Problem to solve:
Copy every line of the records below word for word, but leave out the pictures.

Records:
/---

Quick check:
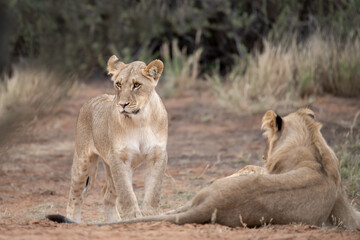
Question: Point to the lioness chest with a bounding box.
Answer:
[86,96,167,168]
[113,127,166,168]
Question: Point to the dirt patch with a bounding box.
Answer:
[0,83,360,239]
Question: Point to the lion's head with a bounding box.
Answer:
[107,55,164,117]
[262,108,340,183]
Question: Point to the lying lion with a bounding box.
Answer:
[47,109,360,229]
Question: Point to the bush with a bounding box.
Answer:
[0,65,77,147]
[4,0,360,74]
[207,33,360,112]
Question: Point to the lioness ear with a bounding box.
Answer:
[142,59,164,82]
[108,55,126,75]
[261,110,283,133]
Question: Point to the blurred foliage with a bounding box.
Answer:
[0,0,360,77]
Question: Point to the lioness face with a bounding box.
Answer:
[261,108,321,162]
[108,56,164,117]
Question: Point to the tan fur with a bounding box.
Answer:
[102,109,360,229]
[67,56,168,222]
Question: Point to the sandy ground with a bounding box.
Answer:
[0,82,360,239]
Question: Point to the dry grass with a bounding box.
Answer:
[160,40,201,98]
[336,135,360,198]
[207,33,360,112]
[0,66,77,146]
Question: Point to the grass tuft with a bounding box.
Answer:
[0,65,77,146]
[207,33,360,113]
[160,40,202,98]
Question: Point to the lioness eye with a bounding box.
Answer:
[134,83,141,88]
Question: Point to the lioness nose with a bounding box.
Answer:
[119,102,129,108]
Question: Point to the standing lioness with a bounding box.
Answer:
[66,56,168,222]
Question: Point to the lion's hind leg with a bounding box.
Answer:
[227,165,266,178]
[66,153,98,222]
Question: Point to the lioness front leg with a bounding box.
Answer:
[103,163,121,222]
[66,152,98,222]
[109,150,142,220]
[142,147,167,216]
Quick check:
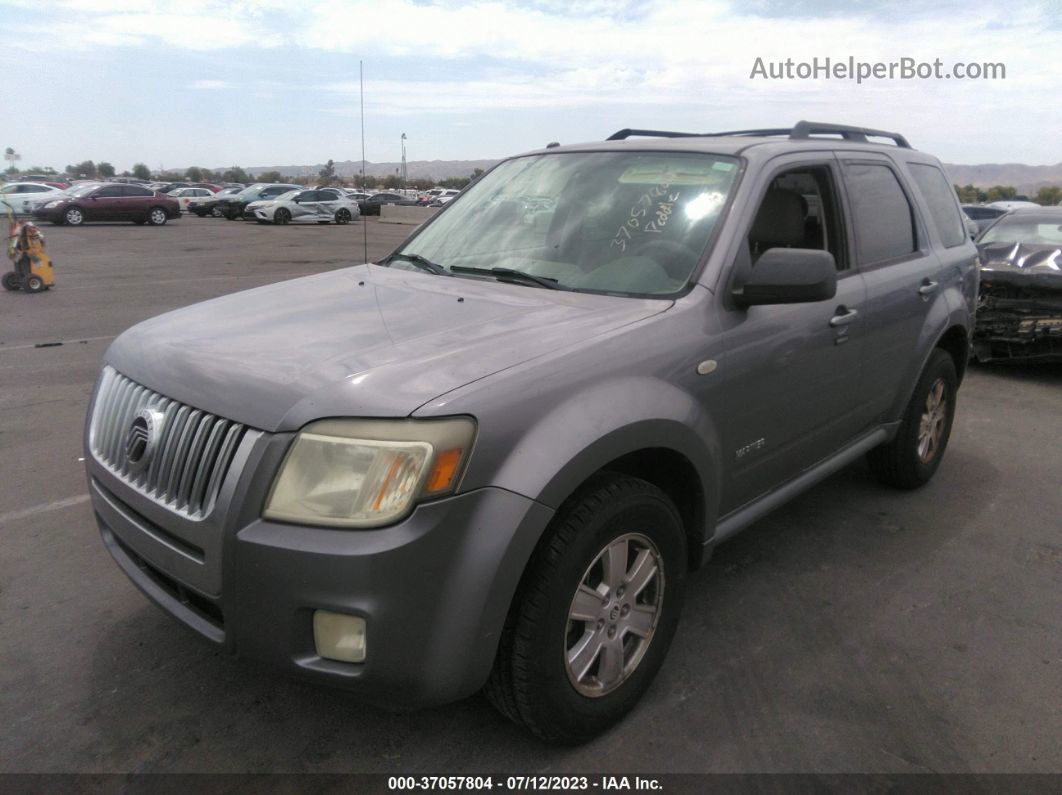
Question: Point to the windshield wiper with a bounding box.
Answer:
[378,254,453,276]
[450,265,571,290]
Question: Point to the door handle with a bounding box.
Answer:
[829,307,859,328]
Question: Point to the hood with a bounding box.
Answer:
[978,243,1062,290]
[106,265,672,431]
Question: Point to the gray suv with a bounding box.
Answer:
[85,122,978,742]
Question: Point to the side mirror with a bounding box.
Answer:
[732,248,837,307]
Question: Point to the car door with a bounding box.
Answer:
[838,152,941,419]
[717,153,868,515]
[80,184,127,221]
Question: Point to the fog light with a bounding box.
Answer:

\---

Answer for the task:
Quick check:
Question: Point to the lioness chest with a bounding box.
Answer:
[86,96,167,168]
[113,127,166,168]
Question: Point to the dirt patch with a bounding box.
Answer:
[0,83,360,239]
Question: Point to the lion's head with a bounding box.
Answer:
[107,55,164,117]
[262,108,340,183]
Question: Point to the lying lion with a bounding box.
Answer:
[47,109,360,229]
Question: Point to the bush with a bounding box.
Answer:
[0,65,77,147]
[4,0,360,74]
[207,33,360,112]
Question: Point to the lioness ear with a bounding box.
Answer:
[142,59,164,82]
[108,55,126,75]
[261,110,283,133]
Question: Point to the blurred foliage with a bounding box.
Answer:
[0,0,360,77]
Question: Point to the lioness face with a bounding box.
Answer:
[261,108,321,162]
[108,56,164,117]
Question: Point to the tan fur with a bounding box.
Answer:
[102,109,360,229]
[67,56,168,222]
Question: Point to the sandy ground with a bounding box.
Answer:
[0,82,360,239]
Question: Point to the dry grass with a bounding box.
Answer:
[160,40,201,98]
[336,135,360,198]
[207,33,360,112]
[0,66,77,146]
Question: Point to the grass tuft with a bounding box.
Answer:
[0,65,77,146]
[207,33,360,113]
[160,40,202,98]
Question: Point to the lioness eye with a bounding box.
Answer:
[134,83,141,88]
Question: Point to the lioness nose with a bounding box.
Answer:
[119,102,129,108]
Question: Point to the standing lioness with a bounding box.
Answer:
[66,56,168,222]
Question: Point to the lion's hind leg with a bounding box.
Answer:
[227,165,266,178]
[66,153,98,222]
Question: Point to the lioness front leg with a bounding box.
Answer:
[103,163,121,222]
[66,152,98,222]
[109,150,142,220]
[142,147,167,216]
Quick check:
Question: Point to the windshield wiper with a bounding box.
Answer:
[378,254,453,276]
[450,265,571,290]
Question: Point to the door handle with a bounding box.
Answer:
[829,307,859,328]
Question: Point to the hood with a bounding box.
Answer:
[978,243,1062,290]
[106,265,672,431]
Question: Point to the gray suv with a bounding box.
Answer:
[85,122,978,742]
Question: Point to the side mirror with a bounding box.
Answer:
[732,248,837,307]
Question: Point to the car door with a bounding box.
Answer:
[838,152,941,419]
[717,153,868,515]
[80,184,127,221]
Question: Point to the fog light with a bounding box.
Answer:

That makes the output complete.